::: Verilen metin

Çek Nedir

Çek Nedir ? Çek Ne demek ?

1-)Alm. Scheck (m.), Fr. Chéque (m.), İng. Check. Çoğunlukla bir bankaya hitaben belirli şekil ve şartlarına uyularak yazılan ödeme emri. Çek bir ödeme aracı olup, genellikle bankaların düzenlediği çek defteri içinde yer alan çeklerden biri doldurularak keşide edilir.

Çekin menşei İngiltere’de, kralların maliye bakanına gönderdiği ödeme emridir. Günümüzde özellikle gelişmiş ülkelerde nakit yerine yaygın bir şekilde kullanılmaktadır. Tasdikli, bilvasıta, havale çeki, seyyah, banka, posta çeki, çizgili çek ve mahsup çeki olmak üzere çok sayıda çeşitleri vardır.

Türkiye’de Türk Ticaret Kanunu hükümlerine göre, düzenlenen çeklerde, çek kelimesinin çek metninde bulunması, kayıtsız şartsız muayyen bir meblağın ödenmesi emri, ödeyecek kişi, ödeme yeri, çekin düzenleme yeri ve tarihi ve keşidecinin adı soyadı ve imzasının bulunması gerekmektedir. Çek; nama, emre ve hamiline ödemek şartıyla düzenlenebilir. Çek, keşide edildiği tarihten itibaren on gün içinde tediyeye arz edilmelidir. Çek bu süre zarfında ödemek için muhataba verilmesine rağmen ödenmemişse, hamil keşideci ve cirantadan (ciro eden kimseden) çek bedelini isteyebilir. Kaşlıkıksız çek çekilmesi, çekle ilgili mevzuat ve Türk Ceza Kanunu hükümlerine göre cezayı gerektirir.


2-)ÇEK



Kontrol işareti, kontrol, karşılaştırma, tutma, emanet makbuzu. Bir terim olarak; mevcut ve emre hazır bir karşılık üzerine çekilmiş bir nevi ödeme emridir. Bunun İslam hukukundaki karşılığı "süftece"dir. Uygulamada şöyle olur: Bir kimse ödeme işleri yapan bir banka veya kuruluşa ödünç olarak nakit para yatırır. Bu parayı, banka veya kuruluşun şubesi olan başka yerlerden bizzat kendisi veya çek belgesi verdiği başka birisi çekebilir. Süftece, taklit ve çalınmaya karşı daha güvenli olan poliçeyi de kapsamına alır.

::::::

» **Görev 1**
Çek hakkındaki metne göre şu soruları yanıtlayın:
(a) Çekin menşei nedir?
(b) Çek, keşide edildiği tarihten itibaren kaç gün içinde tediyeye arz edilmelidir?
(c) Çekin İslam hukukundaki karşılığı nedir?
» **Görev 2**
Çek hakkındaki metnin "Türkiye’de Türk Ticaret" sözlerinden "göre cezayı gerektirir." sözlerine kadar olan kısmını hiç değiştirmeden aktarın.

::: Kayıtlı bilgiler

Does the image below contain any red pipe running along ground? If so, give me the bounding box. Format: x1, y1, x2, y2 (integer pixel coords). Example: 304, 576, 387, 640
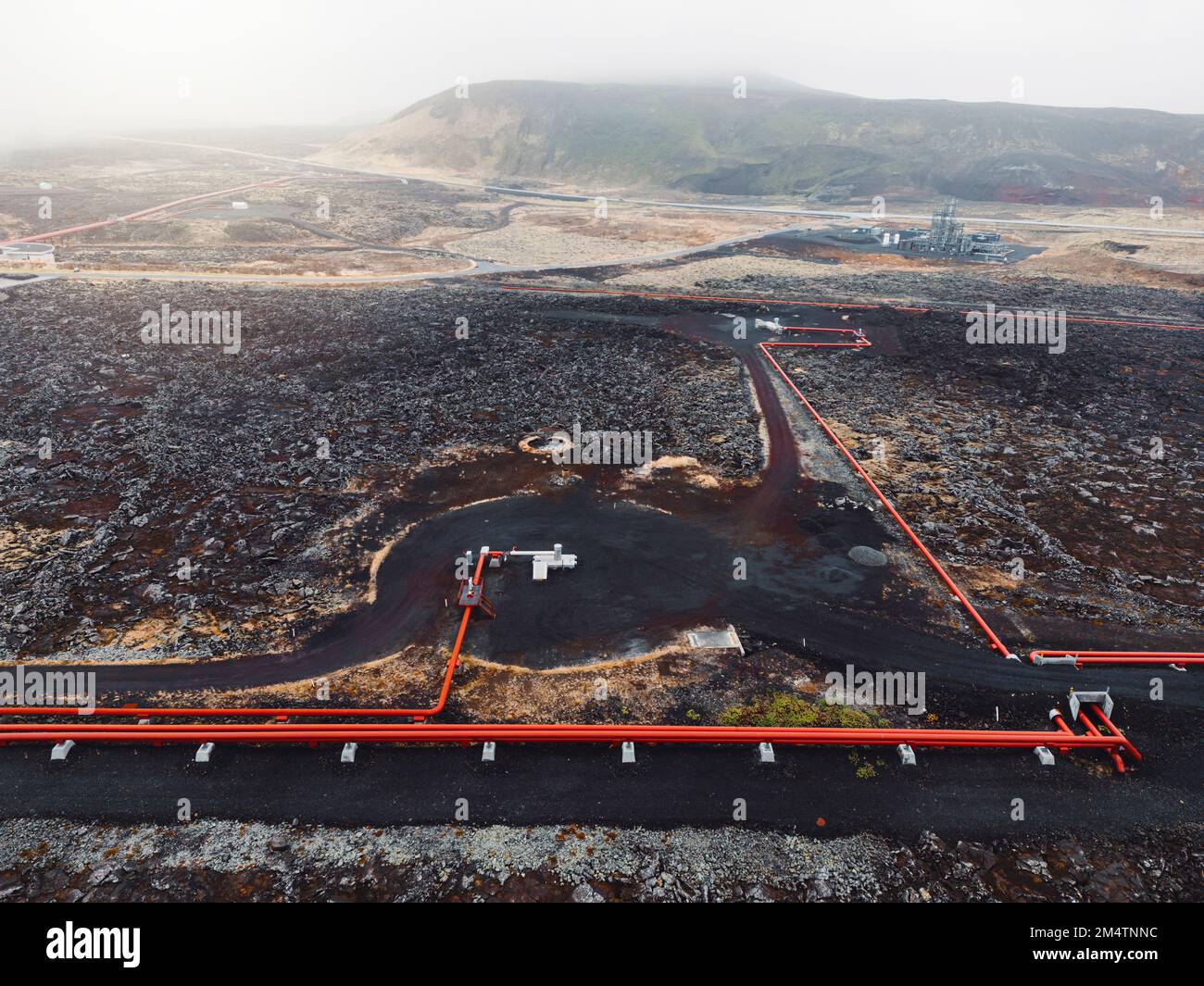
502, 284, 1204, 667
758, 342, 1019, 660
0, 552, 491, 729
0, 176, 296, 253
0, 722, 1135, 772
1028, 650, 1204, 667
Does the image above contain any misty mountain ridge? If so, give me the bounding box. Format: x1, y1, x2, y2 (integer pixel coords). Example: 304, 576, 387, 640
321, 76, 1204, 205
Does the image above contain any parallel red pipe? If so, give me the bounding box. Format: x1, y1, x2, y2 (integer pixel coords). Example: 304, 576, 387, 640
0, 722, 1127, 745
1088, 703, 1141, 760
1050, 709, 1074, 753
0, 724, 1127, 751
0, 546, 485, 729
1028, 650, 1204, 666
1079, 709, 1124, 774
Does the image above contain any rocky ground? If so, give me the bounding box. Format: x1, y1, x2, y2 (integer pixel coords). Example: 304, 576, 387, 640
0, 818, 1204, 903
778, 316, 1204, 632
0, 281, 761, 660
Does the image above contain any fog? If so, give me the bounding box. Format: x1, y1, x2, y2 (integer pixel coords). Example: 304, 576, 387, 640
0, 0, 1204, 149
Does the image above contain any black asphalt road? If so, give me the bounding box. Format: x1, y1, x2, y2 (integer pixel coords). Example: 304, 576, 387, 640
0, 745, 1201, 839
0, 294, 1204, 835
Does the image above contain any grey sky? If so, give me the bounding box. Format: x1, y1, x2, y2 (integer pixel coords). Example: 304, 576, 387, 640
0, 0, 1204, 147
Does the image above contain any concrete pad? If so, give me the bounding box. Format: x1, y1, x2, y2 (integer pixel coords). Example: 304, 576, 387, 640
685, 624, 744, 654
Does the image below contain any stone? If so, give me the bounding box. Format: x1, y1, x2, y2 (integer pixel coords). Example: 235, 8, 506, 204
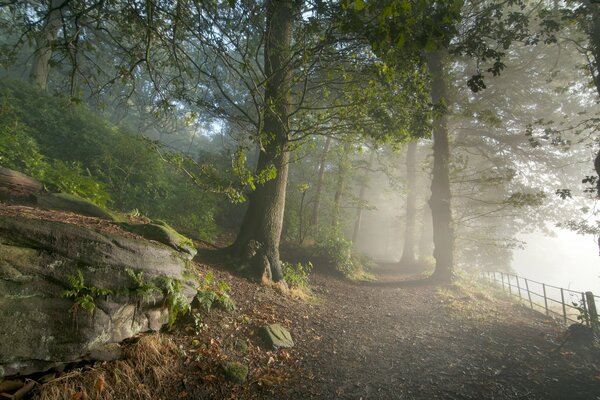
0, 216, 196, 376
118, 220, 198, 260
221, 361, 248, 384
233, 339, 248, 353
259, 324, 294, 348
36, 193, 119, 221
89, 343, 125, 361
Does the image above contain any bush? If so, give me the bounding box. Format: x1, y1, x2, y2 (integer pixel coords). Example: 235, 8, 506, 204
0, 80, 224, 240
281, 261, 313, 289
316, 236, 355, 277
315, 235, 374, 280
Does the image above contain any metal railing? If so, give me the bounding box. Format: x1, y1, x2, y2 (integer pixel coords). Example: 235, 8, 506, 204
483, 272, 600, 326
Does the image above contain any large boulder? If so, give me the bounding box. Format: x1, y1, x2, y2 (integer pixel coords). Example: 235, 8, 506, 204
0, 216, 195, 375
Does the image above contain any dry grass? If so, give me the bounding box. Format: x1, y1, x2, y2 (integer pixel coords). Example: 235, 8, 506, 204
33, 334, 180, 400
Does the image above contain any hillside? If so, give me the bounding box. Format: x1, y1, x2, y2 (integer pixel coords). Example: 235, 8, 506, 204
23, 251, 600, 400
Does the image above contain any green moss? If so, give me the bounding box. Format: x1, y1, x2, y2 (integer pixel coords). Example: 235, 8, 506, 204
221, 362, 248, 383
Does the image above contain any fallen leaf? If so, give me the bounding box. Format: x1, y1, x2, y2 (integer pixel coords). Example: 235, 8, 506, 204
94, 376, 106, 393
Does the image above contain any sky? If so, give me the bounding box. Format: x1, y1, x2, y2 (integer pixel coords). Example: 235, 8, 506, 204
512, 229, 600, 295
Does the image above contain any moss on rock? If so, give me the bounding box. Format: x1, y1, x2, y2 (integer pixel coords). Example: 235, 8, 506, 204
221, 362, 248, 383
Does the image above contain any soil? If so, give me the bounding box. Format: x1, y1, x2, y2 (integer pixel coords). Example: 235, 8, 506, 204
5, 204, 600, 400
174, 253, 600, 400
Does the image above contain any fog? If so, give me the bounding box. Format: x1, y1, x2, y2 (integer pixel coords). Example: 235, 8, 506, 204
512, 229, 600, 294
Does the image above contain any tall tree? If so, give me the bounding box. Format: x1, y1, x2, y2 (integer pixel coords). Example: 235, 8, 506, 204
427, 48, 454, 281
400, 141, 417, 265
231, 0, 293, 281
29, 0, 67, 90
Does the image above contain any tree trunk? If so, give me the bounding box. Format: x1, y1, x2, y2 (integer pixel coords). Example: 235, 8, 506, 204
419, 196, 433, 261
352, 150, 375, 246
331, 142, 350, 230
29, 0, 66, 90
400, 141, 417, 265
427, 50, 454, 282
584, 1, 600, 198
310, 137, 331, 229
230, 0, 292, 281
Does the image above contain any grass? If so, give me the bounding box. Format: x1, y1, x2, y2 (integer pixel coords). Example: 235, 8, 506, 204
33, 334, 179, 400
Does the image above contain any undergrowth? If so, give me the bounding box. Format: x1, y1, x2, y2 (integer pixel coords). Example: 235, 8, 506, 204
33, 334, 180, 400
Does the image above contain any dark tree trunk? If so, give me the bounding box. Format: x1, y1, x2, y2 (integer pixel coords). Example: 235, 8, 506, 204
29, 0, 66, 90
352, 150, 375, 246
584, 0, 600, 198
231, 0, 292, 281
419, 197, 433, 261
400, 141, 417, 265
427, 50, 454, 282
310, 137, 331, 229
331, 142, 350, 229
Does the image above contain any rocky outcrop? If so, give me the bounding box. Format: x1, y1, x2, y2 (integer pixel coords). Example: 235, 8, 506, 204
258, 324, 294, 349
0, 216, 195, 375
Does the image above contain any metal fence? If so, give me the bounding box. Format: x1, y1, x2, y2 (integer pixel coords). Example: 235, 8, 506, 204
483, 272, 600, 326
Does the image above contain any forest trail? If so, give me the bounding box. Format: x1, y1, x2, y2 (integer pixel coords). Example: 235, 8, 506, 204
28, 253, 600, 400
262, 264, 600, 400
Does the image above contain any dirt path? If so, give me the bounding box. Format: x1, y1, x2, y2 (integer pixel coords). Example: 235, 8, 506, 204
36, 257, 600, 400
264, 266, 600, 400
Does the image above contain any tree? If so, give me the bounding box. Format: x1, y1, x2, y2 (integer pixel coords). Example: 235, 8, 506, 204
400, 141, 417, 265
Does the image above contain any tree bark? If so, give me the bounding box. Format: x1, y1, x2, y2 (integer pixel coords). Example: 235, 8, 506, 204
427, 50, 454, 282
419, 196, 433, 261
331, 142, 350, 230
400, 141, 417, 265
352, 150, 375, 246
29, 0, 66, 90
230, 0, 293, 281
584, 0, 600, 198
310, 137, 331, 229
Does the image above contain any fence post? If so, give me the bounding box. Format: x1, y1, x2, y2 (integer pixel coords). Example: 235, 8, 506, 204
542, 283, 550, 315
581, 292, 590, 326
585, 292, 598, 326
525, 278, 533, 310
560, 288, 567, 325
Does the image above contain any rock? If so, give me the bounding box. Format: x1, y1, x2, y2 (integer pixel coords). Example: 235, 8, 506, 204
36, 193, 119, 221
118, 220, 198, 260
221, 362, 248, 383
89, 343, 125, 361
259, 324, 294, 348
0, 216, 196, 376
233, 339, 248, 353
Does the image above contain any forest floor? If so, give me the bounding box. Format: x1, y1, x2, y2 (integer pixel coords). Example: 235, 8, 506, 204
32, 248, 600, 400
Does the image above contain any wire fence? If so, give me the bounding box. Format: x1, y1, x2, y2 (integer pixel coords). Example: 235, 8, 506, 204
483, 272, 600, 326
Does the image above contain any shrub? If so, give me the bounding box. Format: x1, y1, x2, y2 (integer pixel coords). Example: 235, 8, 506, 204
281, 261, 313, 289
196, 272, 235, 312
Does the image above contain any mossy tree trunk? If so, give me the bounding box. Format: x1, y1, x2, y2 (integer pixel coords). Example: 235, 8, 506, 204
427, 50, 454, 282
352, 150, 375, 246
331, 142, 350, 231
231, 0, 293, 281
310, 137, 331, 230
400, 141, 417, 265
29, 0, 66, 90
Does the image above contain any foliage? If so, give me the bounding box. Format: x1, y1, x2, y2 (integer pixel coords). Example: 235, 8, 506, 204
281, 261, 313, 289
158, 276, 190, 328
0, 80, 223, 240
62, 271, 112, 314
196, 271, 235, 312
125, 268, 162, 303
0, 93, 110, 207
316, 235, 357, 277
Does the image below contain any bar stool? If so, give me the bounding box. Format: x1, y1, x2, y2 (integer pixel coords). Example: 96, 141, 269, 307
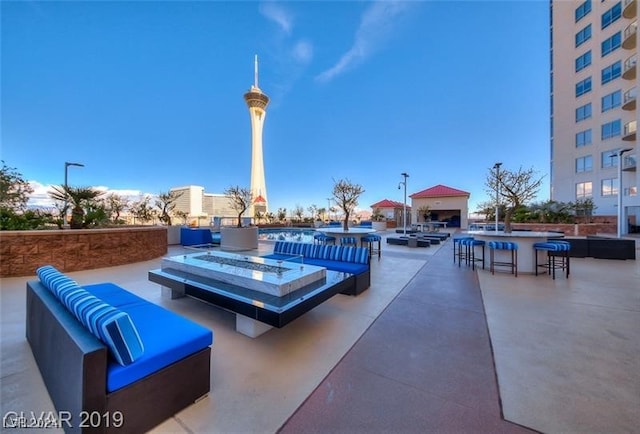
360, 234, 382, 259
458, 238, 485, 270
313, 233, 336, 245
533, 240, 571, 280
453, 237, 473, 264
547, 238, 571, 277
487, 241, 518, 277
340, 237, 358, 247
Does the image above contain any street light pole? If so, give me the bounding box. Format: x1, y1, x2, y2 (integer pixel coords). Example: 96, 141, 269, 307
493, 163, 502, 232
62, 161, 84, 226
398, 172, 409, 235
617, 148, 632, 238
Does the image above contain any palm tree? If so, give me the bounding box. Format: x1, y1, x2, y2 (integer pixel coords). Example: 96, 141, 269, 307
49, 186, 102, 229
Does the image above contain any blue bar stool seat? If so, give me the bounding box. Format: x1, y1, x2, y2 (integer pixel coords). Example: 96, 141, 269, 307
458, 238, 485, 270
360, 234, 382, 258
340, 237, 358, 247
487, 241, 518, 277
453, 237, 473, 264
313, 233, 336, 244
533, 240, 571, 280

::::::

» **Doğru çıktı 1**
(a) Çekin menşei, İngiltere'de kralların maliye bakanına gönderdiği ödeme emridir.
(b) Çek, keşide edildiği tarihten itibaren on gün içinde tediyeye arz edilmelidir.
(c) Çekin İslam hukukundaki karşılığı "süftece"dir.

» **Doğru çıktı 2**
Türkiye’de Türk Ticaret Kanunu hükümlerine göre, düzenlenen çeklerde, çek kelimesinin çek metninde bulunması, kayıtsız şartsız muayyen bir meblağın ödenmesi emri, ödeyecek kişi, ödeme yeri, çekin düzenleme yeri ve tarihi ve keşidecinin adı soyadı ve imzasının bulunması gerekmektedir. Çek; nama, emre ve hamiline ödemek şartıyla düzenlenebilir. Çek, keşide edildiği tarihten itibaren on gün içinde tediyeye arz edilmelidir. Çek bu süre zarfında ödemek için muhataba verilmesine rağmen ödenmemişse, hamil keşideci ve cirantadan (ciro eden kimseden) çek bedelini isteyebilir. Kaşlıkıksız çek çekilmesi, çekle ilgili mevzuat ve Türk Ceza Kanunu hükümlerine göre cezayı gerektirir.